[Given exercise]:
Output, word for word, every line from the line with "Check that each instance of the floodlight" through the final line of the data below.

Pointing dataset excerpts
* * *
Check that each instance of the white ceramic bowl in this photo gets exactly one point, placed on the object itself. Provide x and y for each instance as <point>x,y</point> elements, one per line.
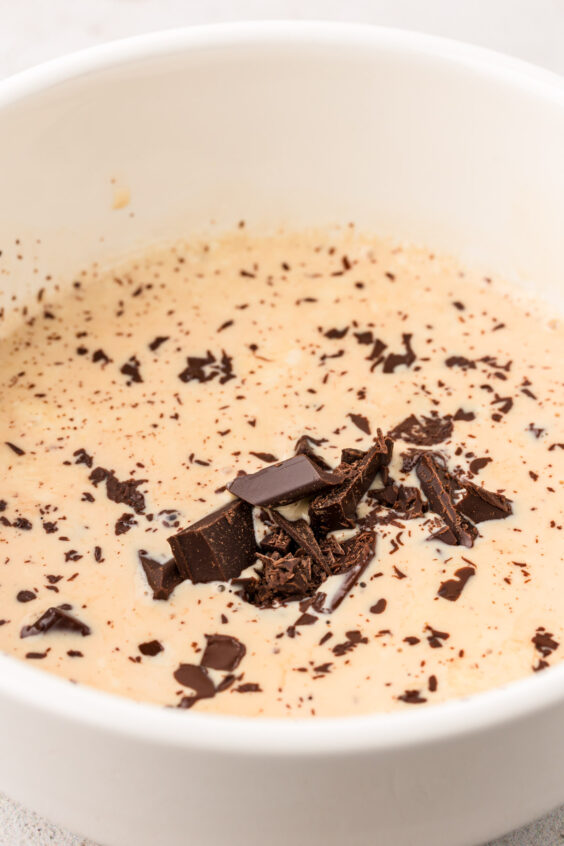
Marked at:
<point>294,123</point>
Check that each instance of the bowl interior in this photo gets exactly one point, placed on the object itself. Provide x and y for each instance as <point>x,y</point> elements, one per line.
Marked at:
<point>290,125</point>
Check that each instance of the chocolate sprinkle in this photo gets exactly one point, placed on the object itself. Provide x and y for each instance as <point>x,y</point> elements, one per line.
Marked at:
<point>452,588</point>
<point>162,578</point>
<point>56,619</point>
<point>480,504</point>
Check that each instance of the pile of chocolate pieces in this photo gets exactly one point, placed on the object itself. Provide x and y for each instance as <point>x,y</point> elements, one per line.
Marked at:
<point>295,557</point>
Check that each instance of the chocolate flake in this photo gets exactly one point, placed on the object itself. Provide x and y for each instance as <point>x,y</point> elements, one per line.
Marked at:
<point>223,652</point>
<point>161,577</point>
<point>452,588</point>
<point>151,648</point>
<point>360,421</point>
<point>285,482</point>
<point>218,547</point>
<point>438,488</point>
<point>480,504</point>
<point>337,509</point>
<point>196,678</point>
<point>56,619</point>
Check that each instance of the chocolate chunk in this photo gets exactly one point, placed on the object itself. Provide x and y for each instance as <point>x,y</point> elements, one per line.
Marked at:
<point>26,596</point>
<point>361,422</point>
<point>18,450</point>
<point>223,652</point>
<point>438,488</point>
<point>218,547</point>
<point>56,619</point>
<point>304,447</point>
<point>480,505</point>
<point>196,678</point>
<point>288,481</point>
<point>160,339</point>
<point>162,578</point>
<point>337,508</point>
<point>151,648</point>
<point>302,534</point>
<point>452,588</point>
<point>423,431</point>
<point>544,642</point>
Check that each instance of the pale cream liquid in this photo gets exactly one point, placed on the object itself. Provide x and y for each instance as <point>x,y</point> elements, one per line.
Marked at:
<point>53,402</point>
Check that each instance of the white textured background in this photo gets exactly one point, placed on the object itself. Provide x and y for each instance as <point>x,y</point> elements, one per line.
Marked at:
<point>32,31</point>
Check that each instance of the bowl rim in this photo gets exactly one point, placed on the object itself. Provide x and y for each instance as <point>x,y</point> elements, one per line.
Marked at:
<point>87,707</point>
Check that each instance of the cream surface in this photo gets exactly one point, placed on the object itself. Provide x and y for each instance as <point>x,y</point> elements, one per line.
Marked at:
<point>265,305</point>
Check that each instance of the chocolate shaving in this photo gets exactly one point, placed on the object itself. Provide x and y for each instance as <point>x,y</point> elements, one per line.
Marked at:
<point>161,577</point>
<point>480,504</point>
<point>361,422</point>
<point>56,619</point>
<point>452,588</point>
<point>438,488</point>
<point>223,652</point>
<point>337,508</point>
<point>218,547</point>
<point>151,648</point>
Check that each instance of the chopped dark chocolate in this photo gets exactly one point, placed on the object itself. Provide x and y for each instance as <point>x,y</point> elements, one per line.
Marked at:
<point>56,619</point>
<point>337,508</point>
<point>361,422</point>
<point>424,431</point>
<point>285,482</point>
<point>151,648</point>
<point>196,678</point>
<point>452,588</point>
<point>223,652</point>
<point>437,487</point>
<point>301,533</point>
<point>480,504</point>
<point>218,547</point>
<point>161,577</point>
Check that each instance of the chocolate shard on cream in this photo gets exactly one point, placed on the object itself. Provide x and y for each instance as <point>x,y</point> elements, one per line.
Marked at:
<point>480,504</point>
<point>285,482</point>
<point>56,619</point>
<point>438,487</point>
<point>162,578</point>
<point>218,547</point>
<point>337,508</point>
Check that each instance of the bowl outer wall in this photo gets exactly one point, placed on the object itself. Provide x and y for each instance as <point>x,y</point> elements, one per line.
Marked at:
<point>123,773</point>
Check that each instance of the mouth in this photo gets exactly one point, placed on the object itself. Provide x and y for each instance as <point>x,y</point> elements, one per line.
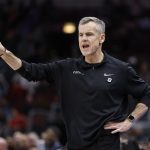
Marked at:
<point>85,46</point>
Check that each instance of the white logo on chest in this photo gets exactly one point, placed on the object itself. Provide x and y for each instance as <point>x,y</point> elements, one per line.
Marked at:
<point>77,72</point>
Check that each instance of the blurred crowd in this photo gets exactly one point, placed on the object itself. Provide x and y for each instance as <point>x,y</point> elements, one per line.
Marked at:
<point>30,113</point>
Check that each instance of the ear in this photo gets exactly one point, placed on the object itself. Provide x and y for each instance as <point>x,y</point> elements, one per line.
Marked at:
<point>102,38</point>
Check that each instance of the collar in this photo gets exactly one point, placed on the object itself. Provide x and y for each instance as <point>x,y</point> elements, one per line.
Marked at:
<point>84,64</point>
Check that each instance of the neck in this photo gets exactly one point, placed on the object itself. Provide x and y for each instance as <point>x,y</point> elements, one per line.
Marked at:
<point>95,58</point>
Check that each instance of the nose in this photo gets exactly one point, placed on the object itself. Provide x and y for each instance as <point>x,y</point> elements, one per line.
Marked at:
<point>84,38</point>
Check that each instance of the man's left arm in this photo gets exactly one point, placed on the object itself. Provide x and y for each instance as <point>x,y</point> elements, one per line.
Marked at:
<point>140,90</point>
<point>125,125</point>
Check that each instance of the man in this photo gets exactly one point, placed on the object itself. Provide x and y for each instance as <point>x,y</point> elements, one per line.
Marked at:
<point>93,90</point>
<point>3,144</point>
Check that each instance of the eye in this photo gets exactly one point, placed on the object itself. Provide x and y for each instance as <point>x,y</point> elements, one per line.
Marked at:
<point>89,34</point>
<point>80,34</point>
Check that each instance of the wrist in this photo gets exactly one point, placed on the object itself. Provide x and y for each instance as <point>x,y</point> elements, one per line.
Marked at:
<point>4,51</point>
<point>131,118</point>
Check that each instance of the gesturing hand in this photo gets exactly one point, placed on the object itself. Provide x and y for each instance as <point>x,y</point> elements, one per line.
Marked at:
<point>2,49</point>
<point>119,126</point>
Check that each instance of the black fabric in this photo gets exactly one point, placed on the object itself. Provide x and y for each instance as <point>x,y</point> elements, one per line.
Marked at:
<point>105,142</point>
<point>91,94</point>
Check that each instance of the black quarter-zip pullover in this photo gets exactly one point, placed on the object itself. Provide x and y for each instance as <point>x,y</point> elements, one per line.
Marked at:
<point>91,94</point>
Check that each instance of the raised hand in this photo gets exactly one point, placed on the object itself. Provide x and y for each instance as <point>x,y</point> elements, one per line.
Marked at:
<point>2,49</point>
<point>118,126</point>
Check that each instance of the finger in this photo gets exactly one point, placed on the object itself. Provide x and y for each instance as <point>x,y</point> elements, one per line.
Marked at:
<point>115,131</point>
<point>110,127</point>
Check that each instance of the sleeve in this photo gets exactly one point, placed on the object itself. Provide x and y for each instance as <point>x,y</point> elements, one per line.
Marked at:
<point>39,72</point>
<point>137,87</point>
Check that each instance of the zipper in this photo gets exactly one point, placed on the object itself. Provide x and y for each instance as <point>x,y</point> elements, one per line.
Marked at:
<point>93,68</point>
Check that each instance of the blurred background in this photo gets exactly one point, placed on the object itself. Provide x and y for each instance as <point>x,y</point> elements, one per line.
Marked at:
<point>46,30</point>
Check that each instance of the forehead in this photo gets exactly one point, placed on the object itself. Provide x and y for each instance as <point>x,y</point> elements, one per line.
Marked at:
<point>88,27</point>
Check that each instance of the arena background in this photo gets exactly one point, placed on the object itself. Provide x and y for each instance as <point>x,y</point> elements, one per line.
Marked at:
<point>33,30</point>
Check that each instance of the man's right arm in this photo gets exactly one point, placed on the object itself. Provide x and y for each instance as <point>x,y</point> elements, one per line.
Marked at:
<point>14,62</point>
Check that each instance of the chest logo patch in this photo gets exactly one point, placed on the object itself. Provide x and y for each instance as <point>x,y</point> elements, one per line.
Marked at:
<point>108,74</point>
<point>109,80</point>
<point>77,72</point>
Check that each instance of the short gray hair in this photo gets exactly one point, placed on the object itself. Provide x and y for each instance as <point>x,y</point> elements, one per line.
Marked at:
<point>99,22</point>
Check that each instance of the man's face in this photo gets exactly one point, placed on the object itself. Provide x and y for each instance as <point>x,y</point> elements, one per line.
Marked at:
<point>90,39</point>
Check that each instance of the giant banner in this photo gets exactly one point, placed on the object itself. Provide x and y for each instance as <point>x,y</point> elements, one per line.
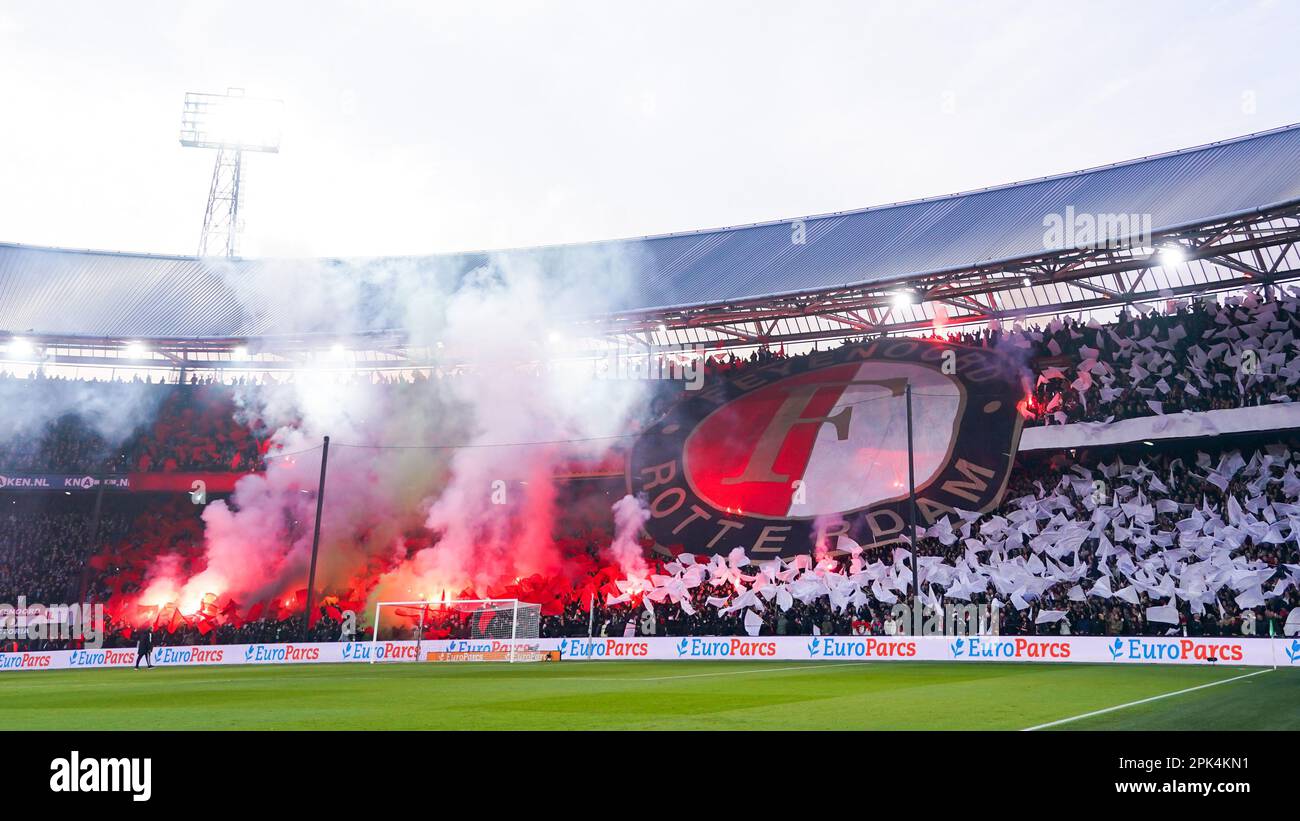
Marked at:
<point>800,450</point>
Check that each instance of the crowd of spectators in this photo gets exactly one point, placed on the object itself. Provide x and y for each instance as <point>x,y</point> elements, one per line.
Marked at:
<point>1191,359</point>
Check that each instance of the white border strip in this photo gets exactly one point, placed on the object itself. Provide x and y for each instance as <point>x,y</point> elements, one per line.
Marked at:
<point>1155,698</point>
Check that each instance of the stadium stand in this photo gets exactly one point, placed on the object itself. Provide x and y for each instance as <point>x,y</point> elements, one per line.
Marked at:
<point>1243,492</point>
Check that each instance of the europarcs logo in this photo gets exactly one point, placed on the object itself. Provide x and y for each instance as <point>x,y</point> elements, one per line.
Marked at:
<point>1179,650</point>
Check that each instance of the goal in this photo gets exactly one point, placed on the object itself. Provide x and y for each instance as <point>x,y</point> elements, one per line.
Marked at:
<point>492,628</point>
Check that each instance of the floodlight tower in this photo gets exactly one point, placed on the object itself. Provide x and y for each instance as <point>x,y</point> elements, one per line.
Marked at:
<point>230,124</point>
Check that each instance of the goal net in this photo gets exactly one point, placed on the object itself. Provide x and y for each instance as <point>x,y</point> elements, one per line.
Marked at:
<point>489,630</point>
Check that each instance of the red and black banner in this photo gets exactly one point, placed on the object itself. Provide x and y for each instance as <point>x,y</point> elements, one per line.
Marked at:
* * *
[Solution]:
Check that each instance of the floodlight tower in this photo gets exactly one point, placed on the object itself. Provide x and y for each instance as <point>x,y</point> elements, one per line.
Marked at:
<point>230,124</point>
Check that each instance of the goal net in this photo gets exactly one point, placed on the object itself. Provide x and y for each instance as <point>x,y</point> elements, one per line.
Marked at:
<point>489,630</point>
Check that each instance of the red and black banner in this photo gets exactly one point, placed on the object itself. Provide x and y for each instance as <point>x,y</point> elements, one per line.
Marked at:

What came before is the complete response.